TASK TO COMPLETE – Nothing but an exact repetition of the entries should appear in the answer.

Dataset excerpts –
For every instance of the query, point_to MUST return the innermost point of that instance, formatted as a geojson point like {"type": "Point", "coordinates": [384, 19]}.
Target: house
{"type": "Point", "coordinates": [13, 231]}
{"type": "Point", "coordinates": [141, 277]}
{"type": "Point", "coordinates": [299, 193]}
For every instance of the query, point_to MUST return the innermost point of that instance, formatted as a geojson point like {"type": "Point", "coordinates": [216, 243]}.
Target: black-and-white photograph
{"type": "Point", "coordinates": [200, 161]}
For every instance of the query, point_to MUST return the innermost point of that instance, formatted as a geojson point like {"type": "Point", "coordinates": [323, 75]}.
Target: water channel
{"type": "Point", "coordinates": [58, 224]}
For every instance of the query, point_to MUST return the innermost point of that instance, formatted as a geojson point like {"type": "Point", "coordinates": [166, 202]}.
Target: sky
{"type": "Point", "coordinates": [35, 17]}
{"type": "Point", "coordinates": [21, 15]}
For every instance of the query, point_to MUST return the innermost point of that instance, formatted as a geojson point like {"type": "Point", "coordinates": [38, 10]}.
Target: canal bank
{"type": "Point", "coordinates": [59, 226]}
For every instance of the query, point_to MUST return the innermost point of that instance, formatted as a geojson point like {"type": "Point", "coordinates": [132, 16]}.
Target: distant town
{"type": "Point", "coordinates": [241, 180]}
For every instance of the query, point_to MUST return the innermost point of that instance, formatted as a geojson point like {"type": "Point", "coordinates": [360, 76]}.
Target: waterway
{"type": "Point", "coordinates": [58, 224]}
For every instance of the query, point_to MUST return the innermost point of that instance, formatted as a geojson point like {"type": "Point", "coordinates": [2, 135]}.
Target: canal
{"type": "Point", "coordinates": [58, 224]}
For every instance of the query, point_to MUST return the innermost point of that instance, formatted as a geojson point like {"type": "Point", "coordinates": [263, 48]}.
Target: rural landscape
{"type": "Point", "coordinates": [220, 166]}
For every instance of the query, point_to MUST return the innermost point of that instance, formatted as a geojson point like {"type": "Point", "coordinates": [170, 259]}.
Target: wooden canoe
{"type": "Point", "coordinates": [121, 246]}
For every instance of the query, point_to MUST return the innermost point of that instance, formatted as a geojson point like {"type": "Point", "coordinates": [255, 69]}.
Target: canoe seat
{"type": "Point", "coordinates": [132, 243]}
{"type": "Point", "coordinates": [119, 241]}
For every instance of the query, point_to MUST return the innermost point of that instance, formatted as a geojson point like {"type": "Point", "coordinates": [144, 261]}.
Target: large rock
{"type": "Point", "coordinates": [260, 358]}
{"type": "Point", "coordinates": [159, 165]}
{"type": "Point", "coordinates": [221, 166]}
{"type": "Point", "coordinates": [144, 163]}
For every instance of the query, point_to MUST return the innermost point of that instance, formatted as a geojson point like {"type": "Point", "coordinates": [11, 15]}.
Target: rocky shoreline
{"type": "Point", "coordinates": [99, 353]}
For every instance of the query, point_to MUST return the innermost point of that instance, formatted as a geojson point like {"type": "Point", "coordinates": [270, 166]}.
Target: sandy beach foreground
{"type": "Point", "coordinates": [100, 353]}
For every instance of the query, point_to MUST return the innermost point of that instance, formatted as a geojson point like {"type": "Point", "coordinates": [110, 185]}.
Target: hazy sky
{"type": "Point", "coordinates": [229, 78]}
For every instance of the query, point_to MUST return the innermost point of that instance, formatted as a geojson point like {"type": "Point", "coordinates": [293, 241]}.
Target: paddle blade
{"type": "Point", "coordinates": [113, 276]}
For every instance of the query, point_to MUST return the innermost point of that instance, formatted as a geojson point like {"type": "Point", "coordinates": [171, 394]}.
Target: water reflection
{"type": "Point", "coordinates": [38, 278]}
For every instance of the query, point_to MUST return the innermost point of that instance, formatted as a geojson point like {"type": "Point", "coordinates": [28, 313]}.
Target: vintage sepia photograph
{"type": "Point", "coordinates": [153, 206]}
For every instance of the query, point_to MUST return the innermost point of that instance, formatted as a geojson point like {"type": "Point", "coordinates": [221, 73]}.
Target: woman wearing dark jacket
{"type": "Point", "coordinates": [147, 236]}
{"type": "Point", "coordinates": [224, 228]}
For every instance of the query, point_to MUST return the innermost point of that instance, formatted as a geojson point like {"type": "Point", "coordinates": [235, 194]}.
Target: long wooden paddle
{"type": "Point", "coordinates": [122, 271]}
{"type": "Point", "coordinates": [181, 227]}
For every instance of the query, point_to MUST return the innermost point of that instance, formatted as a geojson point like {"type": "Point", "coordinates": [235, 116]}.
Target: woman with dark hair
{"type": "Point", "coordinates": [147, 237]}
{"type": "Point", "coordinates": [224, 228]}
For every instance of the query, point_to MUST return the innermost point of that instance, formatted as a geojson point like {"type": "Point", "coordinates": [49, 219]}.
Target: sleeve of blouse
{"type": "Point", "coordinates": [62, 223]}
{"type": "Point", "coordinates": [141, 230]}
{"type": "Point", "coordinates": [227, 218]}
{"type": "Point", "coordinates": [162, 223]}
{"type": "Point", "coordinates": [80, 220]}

ANSWER TO THE PROBLEM –
For every instance of the query, point_to MUST return the innermost point of that instance, formatted as a geojson point like {"type": "Point", "coordinates": [384, 19]}.
Target: house
{"type": "Point", "coordinates": [13, 231]}
{"type": "Point", "coordinates": [141, 277]}
{"type": "Point", "coordinates": [299, 193]}
For every instance of the query, point_to MUST return the innermost point of that instance, formatted as a geojson point like {"type": "Point", "coordinates": [216, 243]}.
Target: black-and-white photograph
{"type": "Point", "coordinates": [200, 161]}
For every instance of the query, point_to MUST return the innermost point of that instance, formatted as a geojson point like {"type": "Point", "coordinates": [323, 75]}.
Target: water channel
{"type": "Point", "coordinates": [58, 224]}
For every instance of the query, point_to MUST return the innermost point of that instance, formatted as a geojson point like {"type": "Point", "coordinates": [166, 202]}.
Target: sky
{"type": "Point", "coordinates": [35, 17]}
{"type": "Point", "coordinates": [21, 15]}
For every instance of the query, point_to MUST return the innermost point of that instance, formatted as a geojson point like {"type": "Point", "coordinates": [38, 10]}.
Target: canal bank
{"type": "Point", "coordinates": [59, 226]}
For every instance of the query, point_to MUST return the innermost point of that instance, formatted as a geojson point like {"type": "Point", "coordinates": [132, 16]}.
Target: distant town
{"type": "Point", "coordinates": [241, 180]}
For every instance of the query, point_to MUST return the innermost point of that instance, formatted as a geojson point like {"type": "Point", "coordinates": [360, 76]}.
Target: waterway
{"type": "Point", "coordinates": [58, 224]}
For every instance of the query, point_to MUST return the innermost point of that instance, formatted as a geojson point like {"type": "Point", "coordinates": [2, 135]}.
Target: canal
{"type": "Point", "coordinates": [58, 224]}
For every instance of the query, point_to MUST return the innermost point of that instance, formatted as a geojson point like {"type": "Point", "coordinates": [263, 48]}.
Target: rural landscape
{"type": "Point", "coordinates": [220, 166]}
For every instance of the query, point_to MUST return the innermost point of that instance, formatted as a geojson point like {"type": "Point", "coordinates": [170, 259]}.
Target: wooden canoe
{"type": "Point", "coordinates": [121, 246]}
For every instance of the query, point_to MUST return the innermost point of that instance, formatted as a geojson point like {"type": "Point", "coordinates": [255, 69]}.
Target: canoe seat
{"type": "Point", "coordinates": [132, 243]}
{"type": "Point", "coordinates": [119, 241]}
For every instance of the query, point_to MUST return the innermost point of that instance, formatted as a geojson point like {"type": "Point", "coordinates": [144, 261]}.
Target: large rock
{"type": "Point", "coordinates": [260, 358]}
{"type": "Point", "coordinates": [159, 165]}
{"type": "Point", "coordinates": [221, 166]}
{"type": "Point", "coordinates": [144, 163]}
For every instance of the query, point_to MUST return the innermost point of that instance, formatted as a geojson point like {"type": "Point", "coordinates": [11, 15]}.
Target: rocky shoreline
{"type": "Point", "coordinates": [99, 353]}
For every instance of the query, point_to MUST return the innermost point of that instance, formatted as a geojson point like {"type": "Point", "coordinates": [270, 166]}.
Target: sandy beach foreground
{"type": "Point", "coordinates": [100, 353]}
For every instance of the query, point_to MUST return the innermost point of that instance, formatted as a geojson point like {"type": "Point", "coordinates": [110, 185]}.
Target: hazy sky
{"type": "Point", "coordinates": [229, 78]}
For every instance of the query, point_to MUST return the innermost point of that instance, formatted as a geojson point like {"type": "Point", "coordinates": [293, 241]}.
Target: paddle blade
{"type": "Point", "coordinates": [113, 276]}
For every instance of the query, point_to MUST return the innermost point of that instance, formatted as a geojson point like {"type": "Point", "coordinates": [171, 394]}.
Target: water reflection
{"type": "Point", "coordinates": [38, 278]}
For every instance of the query, point_to MUST return the innermost point of that instance, formatted as a geojson point like {"type": "Point", "coordinates": [28, 313]}.
Target: vintage sepia photograph
{"type": "Point", "coordinates": [153, 206]}
For every instance of the query, point_to MUST return the innermost point of that instance, formatted as a geojson point like {"type": "Point", "coordinates": [221, 73]}.
Target: woman wearing dark jacket
{"type": "Point", "coordinates": [147, 236]}
{"type": "Point", "coordinates": [224, 228]}
For every instance of the query, point_to MUST return the innermost point of that instance, formatted as a geojson point like {"type": "Point", "coordinates": [235, 194]}.
Target: long wooden paddle
{"type": "Point", "coordinates": [122, 271]}
{"type": "Point", "coordinates": [181, 227]}
For every instance of the query, point_to MUST return the innermost point of that instance, formatted as a geojson point like {"type": "Point", "coordinates": [235, 116]}.
Target: woman with dark hair
{"type": "Point", "coordinates": [147, 237]}
{"type": "Point", "coordinates": [224, 228]}
For every instance of the query, point_to MUST return the innermost point of that instance, formatted as a geojson point like {"type": "Point", "coordinates": [49, 219]}.
Target: sleeve of blouse
{"type": "Point", "coordinates": [62, 223]}
{"type": "Point", "coordinates": [141, 230]}
{"type": "Point", "coordinates": [227, 218]}
{"type": "Point", "coordinates": [162, 223]}
{"type": "Point", "coordinates": [80, 220]}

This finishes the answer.